Exercise instructions:
a: In the big data article, what position does Dr. Daniel Rubin hold at Stanford University?
b: According to the big data article, why haven't rapid-learning systems used image information such as measurements and annotations? Answer in one to three sentences.

Text provided:
****
Big data, rapid-learning tools will unlock personalized care

Jun 15, 2014

Big data and the software being developed to mine and learn from the vast amounts of data in clinical archives will pave the way for personalized cancer treatment, according to a presentation at the International Symposium on Multidetector-Row CT (MDCT) in San Francisco. And image data will be crucial.

By mining historical data in archives from patients with similar characteristics to a current patient and using that information to guide treatment decision-making, clinicians can truly pursue a model of evidence-based care, said Dr. Daniel Rubin, an assistant professor of radiology and medicine (biomedical informatics) at Stanford University.

Dr. Daniel Rubin from Stanford University.

Development of these so-called rapid-learning systems so far has largely focused on patient survival statistics, however, and not made use of image information such as measurements and annotations. The latter are unstructured data that cannot be easily accessed and mined by computers, Rubin said. But as these image data become available in a structured format, rapid-learning systems will be able to tap into the crucial role imaging plays in assessing cancer treatment response.
****
Stored data:

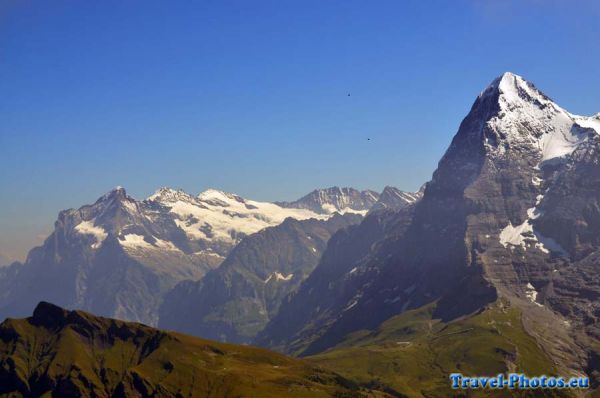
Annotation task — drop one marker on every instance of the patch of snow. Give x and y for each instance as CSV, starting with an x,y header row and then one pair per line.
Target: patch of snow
x,y
217,215
531,294
525,112
88,228
279,277
524,235
352,304
135,241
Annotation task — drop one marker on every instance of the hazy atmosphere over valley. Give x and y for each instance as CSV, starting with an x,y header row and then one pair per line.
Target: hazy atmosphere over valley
x,y
328,199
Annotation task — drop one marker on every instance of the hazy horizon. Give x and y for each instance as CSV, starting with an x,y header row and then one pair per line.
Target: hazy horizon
x,y
107,94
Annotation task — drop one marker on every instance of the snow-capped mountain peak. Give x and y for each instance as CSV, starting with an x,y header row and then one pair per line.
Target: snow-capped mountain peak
x,y
517,115
335,199
169,195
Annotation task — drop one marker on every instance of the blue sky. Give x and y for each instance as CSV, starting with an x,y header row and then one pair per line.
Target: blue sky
x,y
252,96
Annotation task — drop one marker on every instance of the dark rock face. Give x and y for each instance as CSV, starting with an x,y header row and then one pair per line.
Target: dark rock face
x,y
235,301
511,211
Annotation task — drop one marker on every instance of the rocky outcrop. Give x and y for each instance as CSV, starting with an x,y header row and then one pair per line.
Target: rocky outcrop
x,y
75,354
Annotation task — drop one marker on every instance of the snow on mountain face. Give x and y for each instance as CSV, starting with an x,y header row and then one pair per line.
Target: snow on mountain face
x,y
219,216
335,199
529,119
393,198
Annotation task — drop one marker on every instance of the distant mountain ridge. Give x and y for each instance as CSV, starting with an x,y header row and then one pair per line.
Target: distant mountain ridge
x,y
330,200
118,256
235,301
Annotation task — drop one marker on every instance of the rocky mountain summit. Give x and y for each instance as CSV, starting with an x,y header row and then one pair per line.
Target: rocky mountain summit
x,y
512,213
335,199
119,256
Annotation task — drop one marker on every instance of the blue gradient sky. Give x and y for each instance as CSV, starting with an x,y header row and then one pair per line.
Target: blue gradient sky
x,y
251,96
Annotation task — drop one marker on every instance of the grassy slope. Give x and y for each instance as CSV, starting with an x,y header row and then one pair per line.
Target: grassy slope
x,y
414,354
111,358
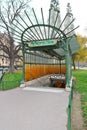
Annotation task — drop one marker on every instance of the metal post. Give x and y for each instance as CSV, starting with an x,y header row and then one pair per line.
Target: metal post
x,y
23,69
68,67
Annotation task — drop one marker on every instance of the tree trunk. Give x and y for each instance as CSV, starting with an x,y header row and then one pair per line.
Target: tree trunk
x,y
11,66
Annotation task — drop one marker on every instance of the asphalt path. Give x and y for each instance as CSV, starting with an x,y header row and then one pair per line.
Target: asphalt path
x,y
33,109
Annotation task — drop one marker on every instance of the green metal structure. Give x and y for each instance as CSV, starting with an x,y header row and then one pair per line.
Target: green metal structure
x,y
42,39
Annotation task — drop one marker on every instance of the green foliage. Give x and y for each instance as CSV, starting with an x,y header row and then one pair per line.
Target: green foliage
x,y
81,87
10,81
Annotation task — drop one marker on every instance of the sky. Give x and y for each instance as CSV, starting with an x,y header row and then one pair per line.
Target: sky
x,y
79,9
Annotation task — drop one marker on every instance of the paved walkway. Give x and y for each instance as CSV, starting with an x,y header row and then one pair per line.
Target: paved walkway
x,y
34,109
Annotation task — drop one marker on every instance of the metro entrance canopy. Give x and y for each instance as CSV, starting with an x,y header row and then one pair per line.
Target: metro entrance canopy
x,y
36,35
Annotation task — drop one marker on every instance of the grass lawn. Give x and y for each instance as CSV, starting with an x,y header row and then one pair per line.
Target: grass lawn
x,y
81,87
10,81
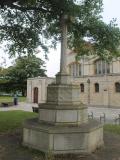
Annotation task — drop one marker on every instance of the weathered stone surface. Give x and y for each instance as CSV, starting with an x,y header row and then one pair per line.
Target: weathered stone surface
x,y
63,94
64,116
62,139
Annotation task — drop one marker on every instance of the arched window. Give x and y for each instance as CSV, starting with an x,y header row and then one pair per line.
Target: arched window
x,y
82,87
96,87
117,87
102,67
75,69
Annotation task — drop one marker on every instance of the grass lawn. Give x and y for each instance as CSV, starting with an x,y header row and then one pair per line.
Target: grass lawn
x,y
12,120
10,99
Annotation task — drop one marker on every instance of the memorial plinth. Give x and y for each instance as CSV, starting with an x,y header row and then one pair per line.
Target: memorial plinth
x,y
62,125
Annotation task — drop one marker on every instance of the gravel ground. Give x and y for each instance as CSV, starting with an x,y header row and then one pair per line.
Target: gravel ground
x,y
11,149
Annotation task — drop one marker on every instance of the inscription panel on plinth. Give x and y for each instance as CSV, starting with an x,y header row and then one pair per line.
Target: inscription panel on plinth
****
Results in order:
a: He is an assistant professor of radiology and medicine (biomedical informatics).

b: Image measurements and annotations are unstructured data that computers cannot easily access and mine. Development of these systems has therefore focused largely on patient survival statistics. Once image data become available in a structured format, the systems will be able to use them.